#### Challenges
1) The French radish passage says the French Breakfast radish is hard to pass up at the market. Using what the passage describes, explain what makes it so appealing to the writer.
2) According to the French radish passage, what color is a French Breakfast radish's skin at the top?

#### Document passage
□ □ □ □

French Radish and Goat Cheese Tartines

French Radish and Goat Cheese Tartines

Enjoy French radishes with just a little salt and butter, or as the crowning jewel atop these lovely goat cheese tartines.

I’ve had a long-held love for all radishes, but the one variety that really has my heart is the French Breakfast radish.  This long, slender variety — with its elegant, delicate white tips tied into pretty, little bunches at the base of their delicate, leafy green stems — is hard to pass up when I spot them at the market.

With a crisp texture and a mild, spicy, sweet flavor, the beautiful French Breakfast radish has an elongated shape with a deep pink skin at the top that gradually fades to white at the bottom.  The earlier these radishes are harvested in the growing season, the smaller the size and the more delicate the flavor. Although a little less spicy than other varieties, the French Breakfast radish still has “bite”. They are truly one of the simplest pleasures of the new spring season that is arriving.

□ □ □ □

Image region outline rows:
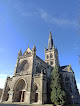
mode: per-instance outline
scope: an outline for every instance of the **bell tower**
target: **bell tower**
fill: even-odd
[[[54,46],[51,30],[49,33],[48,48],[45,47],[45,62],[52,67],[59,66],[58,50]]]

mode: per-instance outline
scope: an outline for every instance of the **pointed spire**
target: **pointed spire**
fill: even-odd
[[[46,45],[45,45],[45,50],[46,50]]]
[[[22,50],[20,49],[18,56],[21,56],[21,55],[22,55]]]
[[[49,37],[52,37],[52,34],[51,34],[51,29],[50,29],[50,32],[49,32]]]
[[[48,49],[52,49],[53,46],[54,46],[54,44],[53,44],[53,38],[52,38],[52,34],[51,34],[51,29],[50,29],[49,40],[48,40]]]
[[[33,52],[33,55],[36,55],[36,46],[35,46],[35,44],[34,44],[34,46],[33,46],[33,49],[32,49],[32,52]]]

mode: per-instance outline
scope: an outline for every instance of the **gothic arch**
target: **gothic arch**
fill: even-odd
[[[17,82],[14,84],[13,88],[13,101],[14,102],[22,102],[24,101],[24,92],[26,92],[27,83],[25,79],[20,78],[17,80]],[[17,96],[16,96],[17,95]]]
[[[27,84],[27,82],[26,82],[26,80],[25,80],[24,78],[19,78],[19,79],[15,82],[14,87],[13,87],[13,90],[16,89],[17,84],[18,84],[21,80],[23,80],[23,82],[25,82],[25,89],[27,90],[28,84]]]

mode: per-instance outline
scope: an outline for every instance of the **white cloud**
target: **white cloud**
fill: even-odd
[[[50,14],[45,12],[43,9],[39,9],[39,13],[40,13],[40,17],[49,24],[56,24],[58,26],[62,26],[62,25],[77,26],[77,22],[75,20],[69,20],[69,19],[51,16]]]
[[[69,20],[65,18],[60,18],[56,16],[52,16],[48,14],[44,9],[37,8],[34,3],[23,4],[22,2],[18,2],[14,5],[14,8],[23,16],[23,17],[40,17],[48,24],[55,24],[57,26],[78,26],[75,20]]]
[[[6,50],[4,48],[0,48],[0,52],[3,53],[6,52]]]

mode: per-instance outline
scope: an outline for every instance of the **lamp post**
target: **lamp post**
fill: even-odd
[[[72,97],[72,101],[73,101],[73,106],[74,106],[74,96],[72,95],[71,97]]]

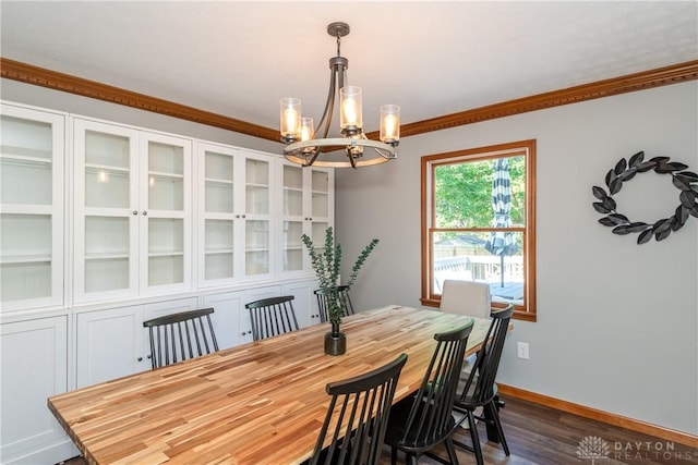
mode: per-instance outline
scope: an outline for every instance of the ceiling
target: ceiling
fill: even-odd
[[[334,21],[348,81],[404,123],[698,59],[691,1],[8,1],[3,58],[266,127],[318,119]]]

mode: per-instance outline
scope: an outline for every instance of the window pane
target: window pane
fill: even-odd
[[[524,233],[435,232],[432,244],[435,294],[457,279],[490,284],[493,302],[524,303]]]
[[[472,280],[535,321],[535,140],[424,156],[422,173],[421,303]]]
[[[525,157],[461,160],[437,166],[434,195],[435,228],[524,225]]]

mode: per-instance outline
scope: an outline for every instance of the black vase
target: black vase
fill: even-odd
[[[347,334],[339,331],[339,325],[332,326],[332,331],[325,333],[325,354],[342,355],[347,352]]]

□ □ □ □

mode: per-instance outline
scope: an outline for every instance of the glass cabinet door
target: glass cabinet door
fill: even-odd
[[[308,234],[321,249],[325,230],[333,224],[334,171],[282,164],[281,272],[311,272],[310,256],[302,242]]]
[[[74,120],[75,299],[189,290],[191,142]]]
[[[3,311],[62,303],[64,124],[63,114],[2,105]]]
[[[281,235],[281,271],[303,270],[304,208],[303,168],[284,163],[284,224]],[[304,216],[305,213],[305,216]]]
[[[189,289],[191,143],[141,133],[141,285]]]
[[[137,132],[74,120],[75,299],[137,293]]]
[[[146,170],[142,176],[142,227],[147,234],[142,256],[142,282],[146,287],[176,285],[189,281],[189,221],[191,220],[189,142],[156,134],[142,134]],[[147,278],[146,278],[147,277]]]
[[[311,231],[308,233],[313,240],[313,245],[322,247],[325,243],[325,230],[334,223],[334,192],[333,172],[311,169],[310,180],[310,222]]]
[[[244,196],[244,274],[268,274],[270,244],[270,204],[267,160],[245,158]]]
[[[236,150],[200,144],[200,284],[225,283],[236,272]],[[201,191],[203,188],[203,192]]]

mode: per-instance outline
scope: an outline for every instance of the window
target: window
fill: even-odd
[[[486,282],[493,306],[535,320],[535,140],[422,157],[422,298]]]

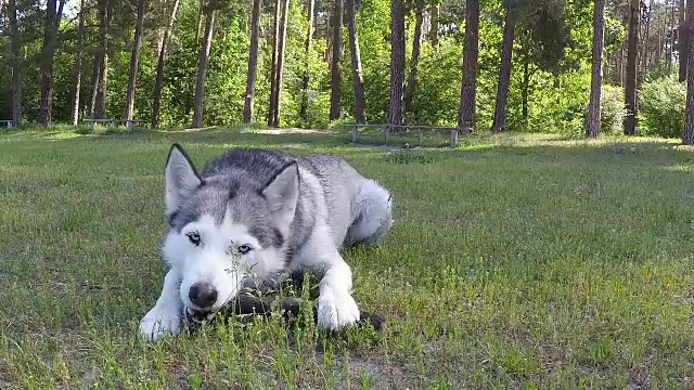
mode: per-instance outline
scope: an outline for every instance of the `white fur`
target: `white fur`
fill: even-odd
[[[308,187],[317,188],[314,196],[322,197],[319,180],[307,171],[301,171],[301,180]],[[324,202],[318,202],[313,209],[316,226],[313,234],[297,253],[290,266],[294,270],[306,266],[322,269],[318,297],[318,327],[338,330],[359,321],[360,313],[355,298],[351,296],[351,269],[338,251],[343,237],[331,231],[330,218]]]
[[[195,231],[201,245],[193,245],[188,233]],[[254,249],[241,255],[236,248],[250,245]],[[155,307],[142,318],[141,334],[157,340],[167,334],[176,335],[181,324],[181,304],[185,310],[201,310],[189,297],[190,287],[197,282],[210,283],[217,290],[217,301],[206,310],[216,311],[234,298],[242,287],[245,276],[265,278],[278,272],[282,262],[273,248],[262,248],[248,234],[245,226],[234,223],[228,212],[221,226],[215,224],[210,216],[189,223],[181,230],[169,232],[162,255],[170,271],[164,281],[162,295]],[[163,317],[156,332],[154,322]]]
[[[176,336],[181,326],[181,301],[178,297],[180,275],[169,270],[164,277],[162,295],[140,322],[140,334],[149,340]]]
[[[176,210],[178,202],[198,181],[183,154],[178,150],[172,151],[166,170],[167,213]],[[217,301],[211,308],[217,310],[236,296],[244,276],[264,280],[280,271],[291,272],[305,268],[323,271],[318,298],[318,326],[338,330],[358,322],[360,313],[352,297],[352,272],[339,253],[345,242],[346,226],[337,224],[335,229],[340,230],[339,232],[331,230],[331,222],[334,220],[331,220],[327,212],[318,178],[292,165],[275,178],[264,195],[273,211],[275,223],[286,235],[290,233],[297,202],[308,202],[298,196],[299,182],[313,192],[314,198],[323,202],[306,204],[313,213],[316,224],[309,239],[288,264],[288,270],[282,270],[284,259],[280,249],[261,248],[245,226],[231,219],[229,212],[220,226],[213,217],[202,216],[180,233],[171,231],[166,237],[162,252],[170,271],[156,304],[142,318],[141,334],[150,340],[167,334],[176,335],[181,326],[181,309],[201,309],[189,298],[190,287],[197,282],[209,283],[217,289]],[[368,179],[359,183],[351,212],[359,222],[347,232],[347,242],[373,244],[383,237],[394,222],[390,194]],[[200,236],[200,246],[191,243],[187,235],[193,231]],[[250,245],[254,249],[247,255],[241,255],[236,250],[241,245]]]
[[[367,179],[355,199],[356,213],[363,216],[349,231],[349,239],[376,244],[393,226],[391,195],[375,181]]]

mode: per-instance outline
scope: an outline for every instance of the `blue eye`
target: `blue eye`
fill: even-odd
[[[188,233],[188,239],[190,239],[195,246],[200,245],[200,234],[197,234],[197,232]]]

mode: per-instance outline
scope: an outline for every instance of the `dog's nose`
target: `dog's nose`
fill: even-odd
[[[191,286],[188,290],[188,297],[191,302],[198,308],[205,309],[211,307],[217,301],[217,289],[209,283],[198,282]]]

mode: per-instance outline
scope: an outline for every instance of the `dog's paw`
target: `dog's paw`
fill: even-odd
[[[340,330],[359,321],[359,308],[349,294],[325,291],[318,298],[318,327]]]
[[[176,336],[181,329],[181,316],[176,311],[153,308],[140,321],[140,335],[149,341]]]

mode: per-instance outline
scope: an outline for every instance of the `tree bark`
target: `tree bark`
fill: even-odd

□ □ □ □

#### Outputs
1) The writer is drawn to how it looks. It is long and slender, with elegant, delicate white tips, and it comes tied into pretty little bunches at the base of its delicate, leafy green stems.

2) Deep pink, gradually fading to white at the bottom.